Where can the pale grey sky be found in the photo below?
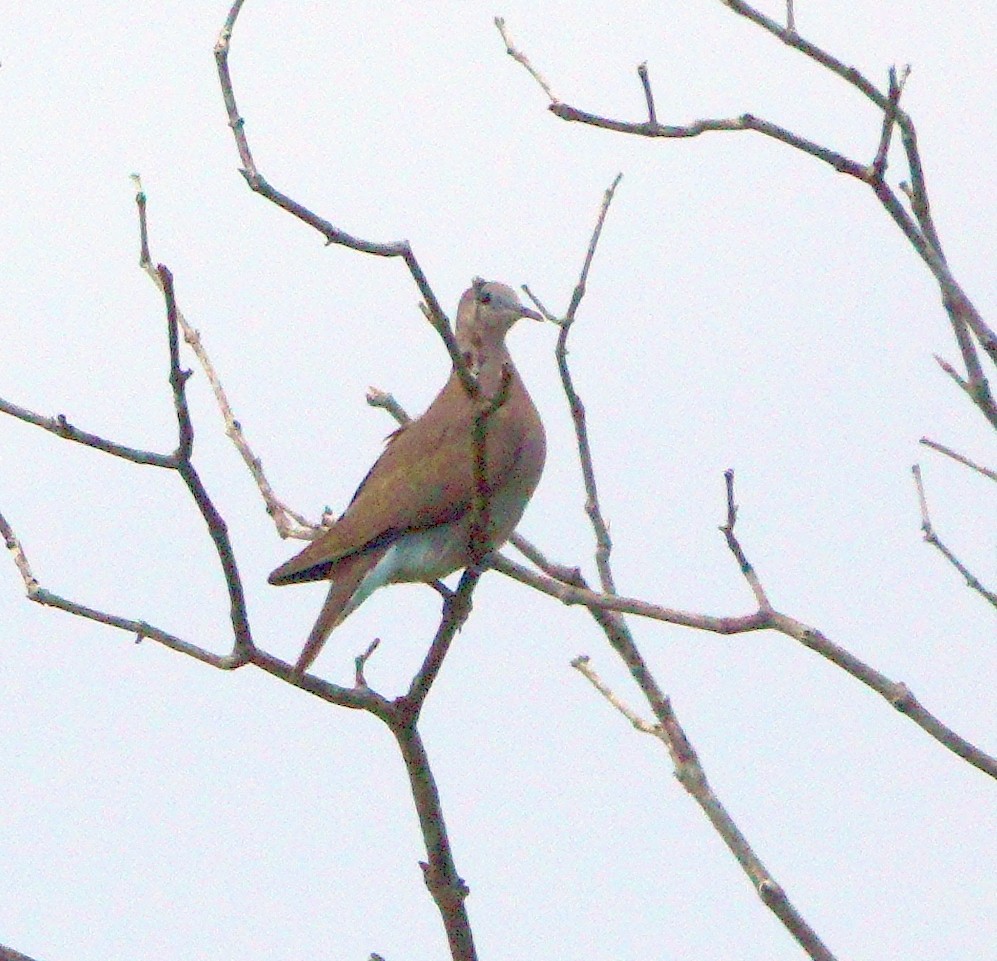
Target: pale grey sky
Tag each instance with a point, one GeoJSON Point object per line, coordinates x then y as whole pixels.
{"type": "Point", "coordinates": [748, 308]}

---

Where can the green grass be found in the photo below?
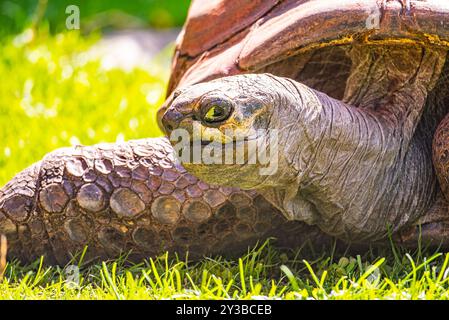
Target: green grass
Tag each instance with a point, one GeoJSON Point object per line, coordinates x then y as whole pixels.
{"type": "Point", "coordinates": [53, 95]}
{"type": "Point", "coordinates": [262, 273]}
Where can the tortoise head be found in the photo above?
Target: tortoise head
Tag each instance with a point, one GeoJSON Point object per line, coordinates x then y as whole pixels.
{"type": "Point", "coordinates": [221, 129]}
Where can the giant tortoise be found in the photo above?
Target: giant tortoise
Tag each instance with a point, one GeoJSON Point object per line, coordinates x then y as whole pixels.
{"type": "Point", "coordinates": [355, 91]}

* _THE REQUEST_
Please count the lines in the entries above that contain the string "pale", matching case exactly, and reply with only the number.

* _EXERCISE OUTPUT_
2